___ Teks Sumber
Kalau kita piawai memainkan kata, kita bisa membuat suatu kesan dalam tulisan. Kita bisa membuat pembaca emosi. Kita bisa meninggalkan jejak di hati pembaca. Kejam, sadis, kasar, lucu, dramatis, dan romantis.
Cangkem. Lambe. Cingur. Congor.
Hari itu saya mencatat kosakata yang mempunya satu makna: mulut.
Gusti, mengko tak cingur wae yo cangkeme... Eh lambene....
Saya bayangkan wajah Anda merah padam. Meradang.
Saya mencoba membuat satu kalimat dengan mencampur-aduk kata-kata tadi. Saya tahu kenapa Anda meradang, karena paduan ramuan kata-kata ini terasa kasar. Kenapa kasar? Karena saya memakai pilihan kata yang kasar. Dalam Bahasa Jawa istilahnya Ngoko, atau Bahasa Jawa yang digunakan untuk rakyat jelata. Atau malah, bahasa Jawa yang “lebih rendah” derajatnya dibanding Ngoko, karena digunakan untuk merendahkan orang.
______
___ Kumpulan Item
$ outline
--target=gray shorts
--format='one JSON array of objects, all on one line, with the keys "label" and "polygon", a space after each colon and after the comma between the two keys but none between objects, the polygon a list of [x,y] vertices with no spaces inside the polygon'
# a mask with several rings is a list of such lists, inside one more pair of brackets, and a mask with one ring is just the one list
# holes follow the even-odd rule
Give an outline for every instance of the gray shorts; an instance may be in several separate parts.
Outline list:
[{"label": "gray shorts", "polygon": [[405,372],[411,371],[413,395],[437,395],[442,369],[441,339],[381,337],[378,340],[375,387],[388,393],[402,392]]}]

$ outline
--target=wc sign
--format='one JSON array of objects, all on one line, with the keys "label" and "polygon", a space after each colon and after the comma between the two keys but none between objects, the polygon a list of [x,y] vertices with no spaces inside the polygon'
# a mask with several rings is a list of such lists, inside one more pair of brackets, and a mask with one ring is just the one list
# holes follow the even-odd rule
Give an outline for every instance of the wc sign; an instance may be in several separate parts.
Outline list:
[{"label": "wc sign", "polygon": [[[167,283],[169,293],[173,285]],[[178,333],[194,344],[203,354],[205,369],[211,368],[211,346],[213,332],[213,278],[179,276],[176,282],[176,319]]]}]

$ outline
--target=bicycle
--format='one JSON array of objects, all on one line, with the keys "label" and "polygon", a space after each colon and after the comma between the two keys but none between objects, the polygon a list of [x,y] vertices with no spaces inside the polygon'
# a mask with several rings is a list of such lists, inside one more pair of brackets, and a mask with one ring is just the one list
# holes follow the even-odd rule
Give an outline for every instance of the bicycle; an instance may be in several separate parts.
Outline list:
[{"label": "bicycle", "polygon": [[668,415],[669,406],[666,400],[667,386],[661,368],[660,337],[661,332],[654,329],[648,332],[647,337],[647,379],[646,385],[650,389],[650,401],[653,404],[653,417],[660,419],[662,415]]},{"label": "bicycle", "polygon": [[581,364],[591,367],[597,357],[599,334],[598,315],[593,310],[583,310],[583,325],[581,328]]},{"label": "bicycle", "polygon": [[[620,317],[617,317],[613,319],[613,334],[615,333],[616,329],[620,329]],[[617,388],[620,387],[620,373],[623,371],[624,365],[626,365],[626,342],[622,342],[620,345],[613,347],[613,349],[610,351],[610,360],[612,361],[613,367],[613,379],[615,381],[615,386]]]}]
______
_Persyaratan Tugas:_
- A) Menurut teks sumber, apa satu makna yang dimiliki kosakata yang dicatat pada hari itu?
- B) Tulis ulang bagian teks sumber tanpa perubahan, mulai dari kata-kata "Kalau kita piawai" hingga kata-kata "satu makna: mulut.", termasuk kata-kata penutup itu.
Kerjakan semuanya hanya berdasarkan teks sumber.

_Hasil yang Diharapkan:_
- A) Kosakata itu mempunyai satu makna, yaitu mulut.

- B)
Kalau kita piawai memainkan kata, kita bisa membuat suatu kesan dalam tulisan. Kita bisa membuat pembaca emosi. Kita bisa meninggalkan jejak di hati pembaca. Kejam, sadis, kasar, lucu, dramatis, dan romantis.
Cangkem. Lambe. Cingur. Congor.
Hari itu saya mencatat kosakata yang mempunya satu makna: mulut.